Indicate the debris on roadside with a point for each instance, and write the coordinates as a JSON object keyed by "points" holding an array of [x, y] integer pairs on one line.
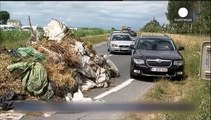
{"points": [[57, 65]]}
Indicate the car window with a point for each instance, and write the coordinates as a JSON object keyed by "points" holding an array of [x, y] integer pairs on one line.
{"points": [[155, 44], [121, 38]]}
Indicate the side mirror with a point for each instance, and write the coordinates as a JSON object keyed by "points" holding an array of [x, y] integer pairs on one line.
{"points": [[132, 46], [180, 48]]}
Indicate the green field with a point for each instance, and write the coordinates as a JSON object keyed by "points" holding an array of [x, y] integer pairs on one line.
{"points": [[191, 90]]}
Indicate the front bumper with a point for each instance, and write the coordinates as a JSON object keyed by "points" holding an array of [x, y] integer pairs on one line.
{"points": [[145, 70], [120, 49]]}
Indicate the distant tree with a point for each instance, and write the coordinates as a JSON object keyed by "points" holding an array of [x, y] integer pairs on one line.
{"points": [[201, 17], [4, 16], [152, 26]]}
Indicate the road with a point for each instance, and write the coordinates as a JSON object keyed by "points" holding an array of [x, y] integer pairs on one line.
{"points": [[122, 89]]}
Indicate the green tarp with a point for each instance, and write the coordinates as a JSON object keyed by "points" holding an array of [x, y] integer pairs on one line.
{"points": [[30, 52], [34, 78]]}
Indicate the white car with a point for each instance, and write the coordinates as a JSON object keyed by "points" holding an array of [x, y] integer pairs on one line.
{"points": [[119, 42]]}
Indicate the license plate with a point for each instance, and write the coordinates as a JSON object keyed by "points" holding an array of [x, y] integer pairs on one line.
{"points": [[159, 69]]}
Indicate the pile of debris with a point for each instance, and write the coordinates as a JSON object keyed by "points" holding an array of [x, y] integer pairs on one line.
{"points": [[57, 65]]}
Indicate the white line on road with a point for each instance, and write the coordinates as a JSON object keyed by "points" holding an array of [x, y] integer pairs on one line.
{"points": [[110, 55], [122, 85], [99, 44]]}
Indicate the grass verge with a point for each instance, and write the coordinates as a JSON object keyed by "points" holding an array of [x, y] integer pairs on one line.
{"points": [[191, 89], [15, 39]]}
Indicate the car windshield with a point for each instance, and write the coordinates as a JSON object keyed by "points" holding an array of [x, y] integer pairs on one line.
{"points": [[121, 38], [155, 44]]}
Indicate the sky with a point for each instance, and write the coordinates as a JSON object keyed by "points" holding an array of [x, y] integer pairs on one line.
{"points": [[102, 14]]}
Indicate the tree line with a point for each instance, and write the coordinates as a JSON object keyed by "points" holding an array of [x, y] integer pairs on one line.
{"points": [[200, 11]]}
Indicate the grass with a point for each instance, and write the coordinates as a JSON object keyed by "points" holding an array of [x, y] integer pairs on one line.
{"points": [[95, 39], [89, 32], [191, 89]]}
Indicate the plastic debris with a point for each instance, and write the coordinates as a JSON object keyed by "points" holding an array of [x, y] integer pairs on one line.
{"points": [[89, 84]]}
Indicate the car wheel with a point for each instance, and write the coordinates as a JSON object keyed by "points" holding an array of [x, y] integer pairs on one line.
{"points": [[111, 52], [131, 73], [179, 77]]}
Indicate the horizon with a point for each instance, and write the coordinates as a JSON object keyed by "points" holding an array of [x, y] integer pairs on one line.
{"points": [[92, 14]]}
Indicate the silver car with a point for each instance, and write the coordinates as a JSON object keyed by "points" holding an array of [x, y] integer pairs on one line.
{"points": [[119, 42]]}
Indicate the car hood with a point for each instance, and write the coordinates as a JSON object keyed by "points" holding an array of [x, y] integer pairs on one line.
{"points": [[122, 42], [168, 55]]}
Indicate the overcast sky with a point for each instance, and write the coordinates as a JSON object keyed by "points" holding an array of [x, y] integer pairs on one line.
{"points": [[88, 14]]}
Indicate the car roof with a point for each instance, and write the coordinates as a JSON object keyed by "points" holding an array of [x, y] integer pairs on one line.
{"points": [[156, 36], [120, 33]]}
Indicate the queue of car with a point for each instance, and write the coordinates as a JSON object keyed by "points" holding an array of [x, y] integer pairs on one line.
{"points": [[151, 55]]}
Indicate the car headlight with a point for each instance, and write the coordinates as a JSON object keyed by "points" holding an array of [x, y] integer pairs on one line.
{"points": [[114, 45], [138, 61], [178, 63]]}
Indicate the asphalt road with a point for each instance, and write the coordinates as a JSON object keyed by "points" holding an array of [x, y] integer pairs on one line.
{"points": [[122, 89]]}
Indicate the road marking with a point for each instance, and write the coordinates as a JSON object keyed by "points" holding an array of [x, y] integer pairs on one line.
{"points": [[122, 85], [99, 44], [110, 55]]}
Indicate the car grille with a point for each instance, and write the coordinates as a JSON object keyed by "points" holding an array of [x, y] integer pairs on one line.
{"points": [[125, 46], [158, 63]]}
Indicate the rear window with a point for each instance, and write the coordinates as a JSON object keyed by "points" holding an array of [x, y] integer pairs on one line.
{"points": [[155, 44], [121, 38]]}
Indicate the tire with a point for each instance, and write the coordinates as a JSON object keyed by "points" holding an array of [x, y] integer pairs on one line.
{"points": [[111, 52], [179, 77]]}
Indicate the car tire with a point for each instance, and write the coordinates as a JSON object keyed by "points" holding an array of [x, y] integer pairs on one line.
{"points": [[131, 73], [179, 77], [111, 52]]}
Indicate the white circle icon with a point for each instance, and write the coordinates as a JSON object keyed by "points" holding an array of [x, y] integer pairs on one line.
{"points": [[183, 12]]}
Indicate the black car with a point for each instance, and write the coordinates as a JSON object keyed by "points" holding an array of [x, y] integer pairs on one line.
{"points": [[156, 56]]}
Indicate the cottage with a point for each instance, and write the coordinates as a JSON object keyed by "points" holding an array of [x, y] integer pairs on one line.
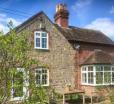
{"points": [[76, 57]]}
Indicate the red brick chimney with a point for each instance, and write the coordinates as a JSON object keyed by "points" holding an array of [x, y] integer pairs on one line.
{"points": [[62, 15]]}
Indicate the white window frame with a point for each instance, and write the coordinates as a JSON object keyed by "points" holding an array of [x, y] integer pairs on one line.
{"points": [[25, 86], [94, 75], [41, 79], [47, 44]]}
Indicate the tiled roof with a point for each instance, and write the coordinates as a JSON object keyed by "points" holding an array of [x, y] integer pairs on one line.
{"points": [[85, 35], [99, 57]]}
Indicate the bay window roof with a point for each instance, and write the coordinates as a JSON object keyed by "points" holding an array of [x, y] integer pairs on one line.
{"points": [[99, 57]]}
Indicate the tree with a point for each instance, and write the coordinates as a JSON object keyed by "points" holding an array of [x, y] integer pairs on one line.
{"points": [[14, 49]]}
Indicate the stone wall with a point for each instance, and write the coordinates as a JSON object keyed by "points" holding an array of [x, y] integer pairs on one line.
{"points": [[59, 58]]}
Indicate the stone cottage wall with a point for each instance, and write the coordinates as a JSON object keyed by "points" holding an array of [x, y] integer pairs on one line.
{"points": [[60, 56]]}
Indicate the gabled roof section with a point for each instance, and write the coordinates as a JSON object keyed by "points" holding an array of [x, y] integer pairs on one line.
{"points": [[85, 35], [31, 18], [75, 34], [99, 57]]}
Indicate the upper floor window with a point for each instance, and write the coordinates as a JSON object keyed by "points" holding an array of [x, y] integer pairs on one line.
{"points": [[40, 40], [42, 76]]}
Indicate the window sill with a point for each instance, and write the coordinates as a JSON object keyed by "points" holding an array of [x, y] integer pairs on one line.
{"points": [[95, 85], [47, 49]]}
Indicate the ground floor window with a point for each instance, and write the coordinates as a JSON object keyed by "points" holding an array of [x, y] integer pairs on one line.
{"points": [[97, 74], [42, 76], [19, 84]]}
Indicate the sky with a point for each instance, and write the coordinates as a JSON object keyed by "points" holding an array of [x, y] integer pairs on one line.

========================

WHAT YOU SHOULD DO: Write the lines out exactly, from the one with "Indicate the gabled" down to the last line of the listing, and leave out all others.

CORRECT RESULT:
Indicate the gabled roof section with a point for each instance, and write the coordinates as a JSON object keyed by "points" holding an array of [x, y] integer pairs on one line.
{"points": [[85, 35], [31, 18], [75, 34], [99, 57]]}
Indicate the upper floor window with a point for each instance, and write the coordinates as a JSON object keyed by "points" holding an array of [x, y] integer pairs on one line.
{"points": [[40, 40], [42, 76]]}
Indicate the window sill with a point for each instance, and write the coordinates as a JSON object keyed by "points" holding an array of [x, y] integer pairs on one line.
{"points": [[95, 85], [47, 49]]}
Indicate the ground floor window with a point for each instance, and write the coordinates as a JSON object keyed by "points" holding an array of [x, y] integer pairs on one line.
{"points": [[97, 74], [42, 76], [19, 84]]}
Indicate the sky with a point for each instance, and write the coordinates as a JSON object keyed by "points" holding an array of [x, y] integer pairs on one line.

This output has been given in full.